─── SELECTED PASSAGE
Created attachment 361994 [details] Machine cpuinfo from RHEL5.4 kernel Description of problem: F12 Virt Test Day liveCD fails to boot on Weybridge devel machines. This machine boots rhel5.4 successfully, as well as support device assignment when intel_iommu=on is set. Version-Release number of selected component (if applicable): kernel: 2.6.31-12.fc12.x86_64 (installed from liveCD) liveCD: desktop-x86_64-20090915.15.iso How reproducible: Every boot Steps to Reproduce: 1. Install liveCD into CD of Weybridge machine 2. Reboot existing OS or power cycle machine 3. Actual results: Fails with the following messages on the console screen: No root device found. Boot has failed, sleeping forever. Expected results: System boots to liveCD login screen and able to install F12 onto machine. Additional info: I edited the boot cmdline to remove "quiet", add "debug", and it gave some additional device config output, but ended in the same failure. Also tried with intel_iommu=off and had the same result/problem.
Created attachment 361995 [details] lspci -vvv output from rhel5.4 kernel
Created attachment 361996 [details] dmidecode from rhel5.4 kernel on this machine
Created attachment 361997 [details] dmesg from rhel5.4 system w/intel_iommu=on
Don: can you get full dmesg output over serial for the failing boot? There's not much clues to go on here. You could also try a more recent boot.iso and see if it's still broken: http://download.fedoraproject.org/pub/fedora/linux//development/x86_64/os/images/boot.iso
hmmm... title of bz is wrong. This is about Weybridge machine, not virtlab Nehalem machines. Anyhow, i was able to boot the boot.iso; but during F12 Virt Test day, we were given LiveCD's to test with, not boot.iso's. Now, if liveCD's start with the same boot.iso, then this is an improvement, since I can get to the installation screens to select partitions to load F12 on, etc. (which I will do shortly, once I re-figure out which partition is rhel5 & which is fedora! ;-) ). If I can get some time on the Nehalem virt lab machines (from cdub), i'll try the boot.iso there as well.
okay, that's useful data latest nightly live CD composes gets dumped here: http://alt.fedoraproject.org/pub/alt/nightly-composes/desktop/ maybe you could try out the i386 one there? if that doesn't work, should capture the log and move the bug to livecd-tools
I was able to boot w/the boot.iso listed in c#4. Able to do an upgrade on a Fedora installation that was at f9, then f10, was f11. One 'new' feature: when doing an upgrade to f12, it nuked/removed/deleted all other fedora kernels on the system.... sigh.... Anyhow, after installation, rebooted successfully. Will try kvm guest (with & without (nic) dev assignment) next. Re-assigning to liveCD, since it appears that multiple installations fail with similar error, that appears to be similar to other dracut errors. note: The Weybridge under test has 10 partitions, multiple LVM's, some partitions not in LVMs, some partitions labeled, but not all of them .... so quite the 'variety' of partitions & their uses.
Not sure that moving this to LiveCD will help. If anything, this appears to be either a kernel or dracut problem.
──────
─── SUPPLIED RECORDS
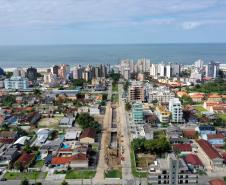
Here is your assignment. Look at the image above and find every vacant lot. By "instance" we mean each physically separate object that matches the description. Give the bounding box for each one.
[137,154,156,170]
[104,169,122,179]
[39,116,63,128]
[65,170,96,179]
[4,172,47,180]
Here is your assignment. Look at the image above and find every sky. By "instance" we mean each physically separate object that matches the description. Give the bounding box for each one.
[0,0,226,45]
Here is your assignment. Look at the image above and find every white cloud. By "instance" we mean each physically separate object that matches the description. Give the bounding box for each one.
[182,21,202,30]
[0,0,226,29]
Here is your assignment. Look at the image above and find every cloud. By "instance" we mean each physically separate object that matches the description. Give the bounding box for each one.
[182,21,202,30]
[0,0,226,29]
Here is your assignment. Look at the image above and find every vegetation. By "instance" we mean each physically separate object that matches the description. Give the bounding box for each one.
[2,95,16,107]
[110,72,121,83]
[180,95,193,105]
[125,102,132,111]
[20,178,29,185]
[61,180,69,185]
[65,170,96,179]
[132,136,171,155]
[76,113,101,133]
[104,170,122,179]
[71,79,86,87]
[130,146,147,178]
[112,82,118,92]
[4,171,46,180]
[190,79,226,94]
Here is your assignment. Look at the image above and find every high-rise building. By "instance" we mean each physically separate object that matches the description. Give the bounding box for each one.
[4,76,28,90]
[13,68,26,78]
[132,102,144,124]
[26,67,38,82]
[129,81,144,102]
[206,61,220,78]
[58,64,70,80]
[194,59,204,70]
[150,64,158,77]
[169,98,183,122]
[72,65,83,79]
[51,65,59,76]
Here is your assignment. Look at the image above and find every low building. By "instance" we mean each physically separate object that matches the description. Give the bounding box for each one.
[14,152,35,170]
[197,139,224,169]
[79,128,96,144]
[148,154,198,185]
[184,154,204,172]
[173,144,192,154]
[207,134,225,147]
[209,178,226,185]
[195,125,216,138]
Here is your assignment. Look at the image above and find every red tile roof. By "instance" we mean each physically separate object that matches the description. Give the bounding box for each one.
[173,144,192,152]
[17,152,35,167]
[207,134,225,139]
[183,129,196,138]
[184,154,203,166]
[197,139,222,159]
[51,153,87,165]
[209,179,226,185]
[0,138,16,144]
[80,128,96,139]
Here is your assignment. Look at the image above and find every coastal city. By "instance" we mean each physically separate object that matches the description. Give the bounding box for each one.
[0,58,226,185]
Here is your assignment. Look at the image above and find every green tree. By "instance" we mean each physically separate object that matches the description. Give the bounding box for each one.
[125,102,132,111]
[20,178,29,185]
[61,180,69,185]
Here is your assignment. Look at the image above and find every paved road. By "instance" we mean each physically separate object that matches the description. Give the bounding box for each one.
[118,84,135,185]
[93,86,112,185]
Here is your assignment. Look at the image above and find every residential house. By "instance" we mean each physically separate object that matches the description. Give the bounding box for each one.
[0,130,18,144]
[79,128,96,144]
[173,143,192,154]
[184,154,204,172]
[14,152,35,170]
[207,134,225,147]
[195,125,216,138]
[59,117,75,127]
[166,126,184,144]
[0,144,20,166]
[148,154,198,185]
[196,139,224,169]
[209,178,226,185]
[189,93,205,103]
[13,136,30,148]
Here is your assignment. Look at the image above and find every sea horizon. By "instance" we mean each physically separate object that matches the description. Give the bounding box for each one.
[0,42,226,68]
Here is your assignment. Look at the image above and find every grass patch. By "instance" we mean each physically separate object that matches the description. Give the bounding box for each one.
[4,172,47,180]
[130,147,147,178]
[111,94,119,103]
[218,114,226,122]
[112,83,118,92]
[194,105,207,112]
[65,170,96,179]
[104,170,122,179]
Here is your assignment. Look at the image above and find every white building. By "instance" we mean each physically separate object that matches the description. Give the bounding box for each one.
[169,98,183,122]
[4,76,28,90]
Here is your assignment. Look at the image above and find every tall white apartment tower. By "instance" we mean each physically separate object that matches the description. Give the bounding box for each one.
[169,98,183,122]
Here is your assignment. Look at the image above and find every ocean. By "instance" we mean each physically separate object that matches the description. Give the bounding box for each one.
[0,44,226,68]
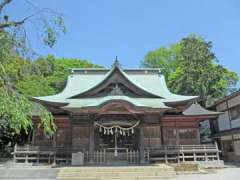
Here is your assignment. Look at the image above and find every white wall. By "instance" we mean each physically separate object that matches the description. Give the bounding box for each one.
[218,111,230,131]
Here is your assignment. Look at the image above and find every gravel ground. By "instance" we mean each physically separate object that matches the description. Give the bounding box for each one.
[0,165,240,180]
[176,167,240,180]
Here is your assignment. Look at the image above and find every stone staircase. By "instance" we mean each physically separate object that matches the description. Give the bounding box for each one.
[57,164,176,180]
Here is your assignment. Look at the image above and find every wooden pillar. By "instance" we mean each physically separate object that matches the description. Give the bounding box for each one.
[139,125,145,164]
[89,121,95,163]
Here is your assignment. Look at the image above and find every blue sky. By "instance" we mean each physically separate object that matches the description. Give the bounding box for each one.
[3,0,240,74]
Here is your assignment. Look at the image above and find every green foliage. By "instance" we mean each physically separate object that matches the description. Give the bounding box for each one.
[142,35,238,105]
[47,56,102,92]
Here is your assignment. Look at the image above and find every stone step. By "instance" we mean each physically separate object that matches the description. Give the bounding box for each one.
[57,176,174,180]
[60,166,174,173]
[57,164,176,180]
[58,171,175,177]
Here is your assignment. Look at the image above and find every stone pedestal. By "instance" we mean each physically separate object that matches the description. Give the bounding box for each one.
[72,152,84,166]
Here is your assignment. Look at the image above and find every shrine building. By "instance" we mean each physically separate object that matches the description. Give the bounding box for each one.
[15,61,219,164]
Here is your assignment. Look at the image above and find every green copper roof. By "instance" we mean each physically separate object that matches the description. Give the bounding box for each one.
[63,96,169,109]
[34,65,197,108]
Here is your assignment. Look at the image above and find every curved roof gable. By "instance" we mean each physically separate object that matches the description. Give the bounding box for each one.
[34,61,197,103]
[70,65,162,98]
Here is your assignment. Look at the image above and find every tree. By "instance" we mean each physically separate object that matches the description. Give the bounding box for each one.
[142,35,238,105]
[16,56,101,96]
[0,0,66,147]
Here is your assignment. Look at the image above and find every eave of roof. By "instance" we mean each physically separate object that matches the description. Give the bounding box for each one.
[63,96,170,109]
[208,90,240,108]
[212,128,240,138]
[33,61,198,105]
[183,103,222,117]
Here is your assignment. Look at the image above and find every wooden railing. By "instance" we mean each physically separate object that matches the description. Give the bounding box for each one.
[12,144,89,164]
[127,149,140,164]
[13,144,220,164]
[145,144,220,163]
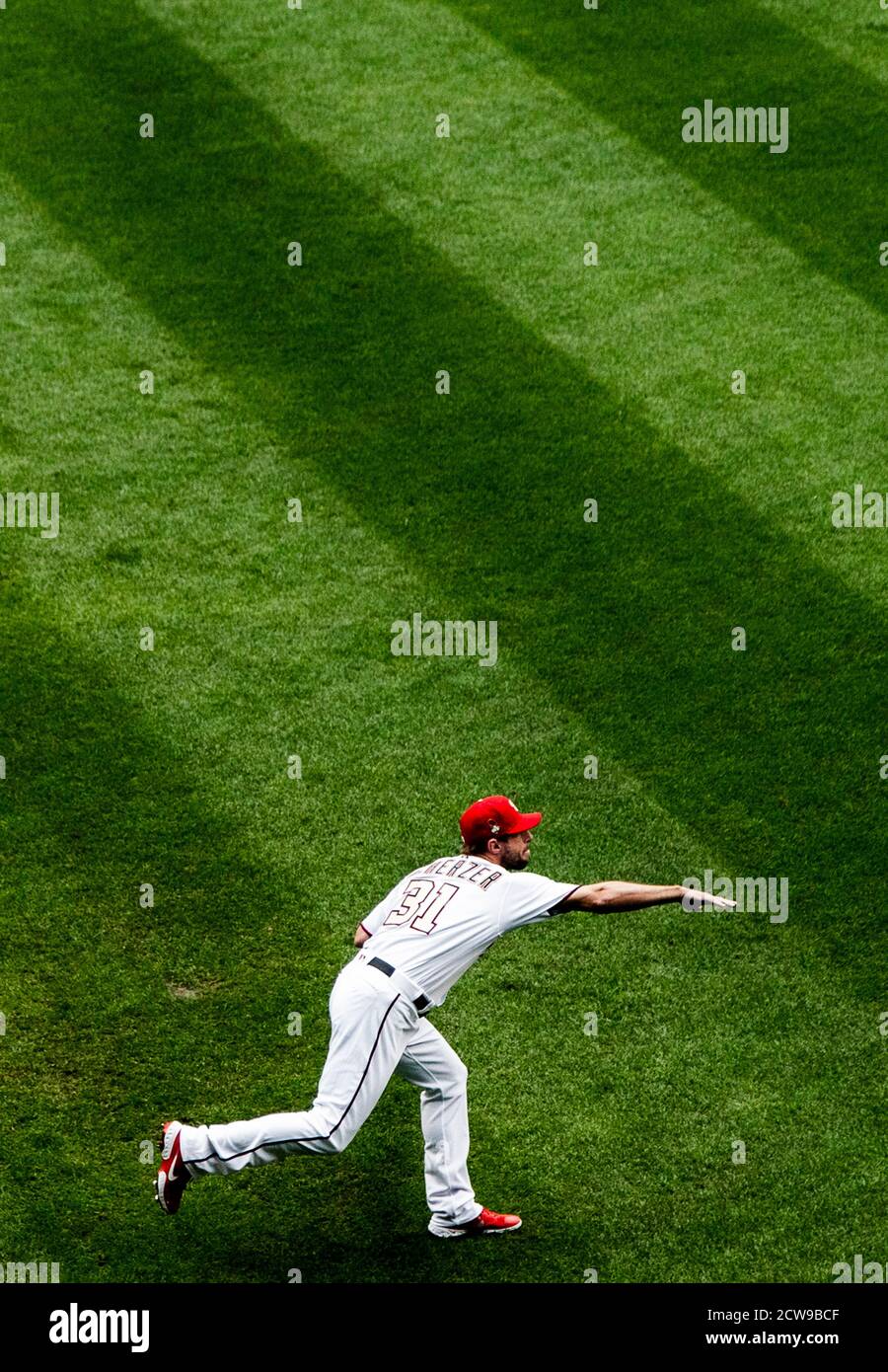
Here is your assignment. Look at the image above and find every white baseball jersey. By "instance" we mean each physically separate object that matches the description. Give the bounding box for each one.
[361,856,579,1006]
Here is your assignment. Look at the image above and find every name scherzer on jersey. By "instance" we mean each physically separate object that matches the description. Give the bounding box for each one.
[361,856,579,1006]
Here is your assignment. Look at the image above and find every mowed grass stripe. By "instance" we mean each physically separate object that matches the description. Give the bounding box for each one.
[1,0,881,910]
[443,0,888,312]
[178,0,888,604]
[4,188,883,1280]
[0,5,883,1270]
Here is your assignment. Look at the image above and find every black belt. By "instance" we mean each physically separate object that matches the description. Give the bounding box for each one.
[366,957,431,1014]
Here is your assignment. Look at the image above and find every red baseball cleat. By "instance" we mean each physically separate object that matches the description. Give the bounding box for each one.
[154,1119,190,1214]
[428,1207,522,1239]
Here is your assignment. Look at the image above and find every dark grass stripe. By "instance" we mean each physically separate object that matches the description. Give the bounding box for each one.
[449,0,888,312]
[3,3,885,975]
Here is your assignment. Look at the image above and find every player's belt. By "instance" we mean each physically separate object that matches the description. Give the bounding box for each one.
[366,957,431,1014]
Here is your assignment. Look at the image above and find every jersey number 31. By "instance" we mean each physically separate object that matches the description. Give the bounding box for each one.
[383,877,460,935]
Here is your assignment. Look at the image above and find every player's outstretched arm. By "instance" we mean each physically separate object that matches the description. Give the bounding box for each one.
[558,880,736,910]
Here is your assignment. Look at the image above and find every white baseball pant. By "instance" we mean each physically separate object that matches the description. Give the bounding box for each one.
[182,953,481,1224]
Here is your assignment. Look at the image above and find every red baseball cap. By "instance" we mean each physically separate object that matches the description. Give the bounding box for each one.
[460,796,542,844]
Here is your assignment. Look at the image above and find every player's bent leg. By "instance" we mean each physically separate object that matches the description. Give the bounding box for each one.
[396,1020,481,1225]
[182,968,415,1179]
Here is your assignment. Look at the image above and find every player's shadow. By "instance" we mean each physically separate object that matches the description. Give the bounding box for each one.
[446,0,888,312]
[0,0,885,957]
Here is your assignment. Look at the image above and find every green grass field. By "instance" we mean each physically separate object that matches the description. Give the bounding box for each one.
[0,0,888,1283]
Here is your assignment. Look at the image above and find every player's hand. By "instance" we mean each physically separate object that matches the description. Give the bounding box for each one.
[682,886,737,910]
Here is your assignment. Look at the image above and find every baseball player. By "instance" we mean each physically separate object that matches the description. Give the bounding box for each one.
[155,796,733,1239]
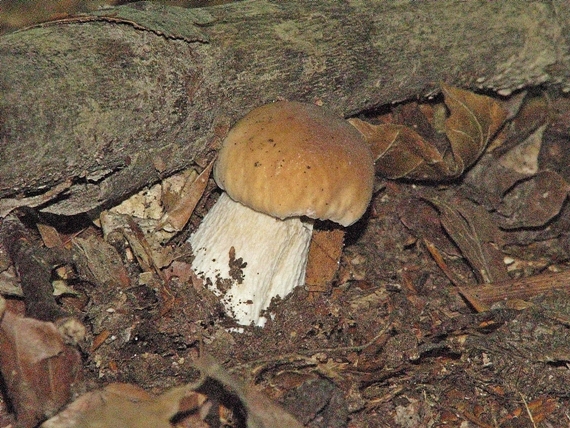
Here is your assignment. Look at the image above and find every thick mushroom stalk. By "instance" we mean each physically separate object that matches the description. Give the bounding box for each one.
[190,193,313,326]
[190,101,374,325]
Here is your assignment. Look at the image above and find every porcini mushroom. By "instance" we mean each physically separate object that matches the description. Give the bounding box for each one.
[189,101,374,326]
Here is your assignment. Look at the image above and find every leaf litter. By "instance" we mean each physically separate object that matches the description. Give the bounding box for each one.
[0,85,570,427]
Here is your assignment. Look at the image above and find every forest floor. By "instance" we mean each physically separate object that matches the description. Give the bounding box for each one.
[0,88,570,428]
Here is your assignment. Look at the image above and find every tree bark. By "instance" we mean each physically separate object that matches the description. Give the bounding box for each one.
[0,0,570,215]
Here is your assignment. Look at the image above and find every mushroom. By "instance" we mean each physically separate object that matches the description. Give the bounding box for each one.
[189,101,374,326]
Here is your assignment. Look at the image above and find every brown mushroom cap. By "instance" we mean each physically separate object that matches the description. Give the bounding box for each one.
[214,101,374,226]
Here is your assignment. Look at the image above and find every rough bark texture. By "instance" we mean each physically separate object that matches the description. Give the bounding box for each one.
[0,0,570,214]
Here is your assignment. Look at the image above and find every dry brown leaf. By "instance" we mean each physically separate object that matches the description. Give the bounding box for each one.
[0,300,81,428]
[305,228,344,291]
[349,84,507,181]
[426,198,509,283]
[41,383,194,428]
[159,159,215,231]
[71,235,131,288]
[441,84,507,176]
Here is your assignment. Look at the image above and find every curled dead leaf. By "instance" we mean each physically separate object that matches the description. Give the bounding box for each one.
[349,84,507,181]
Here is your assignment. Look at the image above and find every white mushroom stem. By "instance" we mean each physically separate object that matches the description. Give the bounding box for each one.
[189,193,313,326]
──────
### EXERCISE
Rewrite the bug thread's paragraph that begins "I was able to boot w/the boot.iso" as a brief bulleted list that keeps its main facts.

### SOLUTION TO THE EXERCISE
- Booted successfully with the boot.iso listed in c#4.
- Upgraded a Fedora installation (originally f9, then f10, then f11) to f12.
- The f12 upgrade removed all other Fedora kernels on the system.
- The system rebooted successfully after installation.
- Next step: try a kvm guest with and without NIC device assignment.
- Reassigned to liveCD, since multiple installations fail with a similar error that resembles other dracut errors.
- The Weybridge under test has 10 partitions and multiple LVMs. Some partitions are outside LVM, and only some are labeled.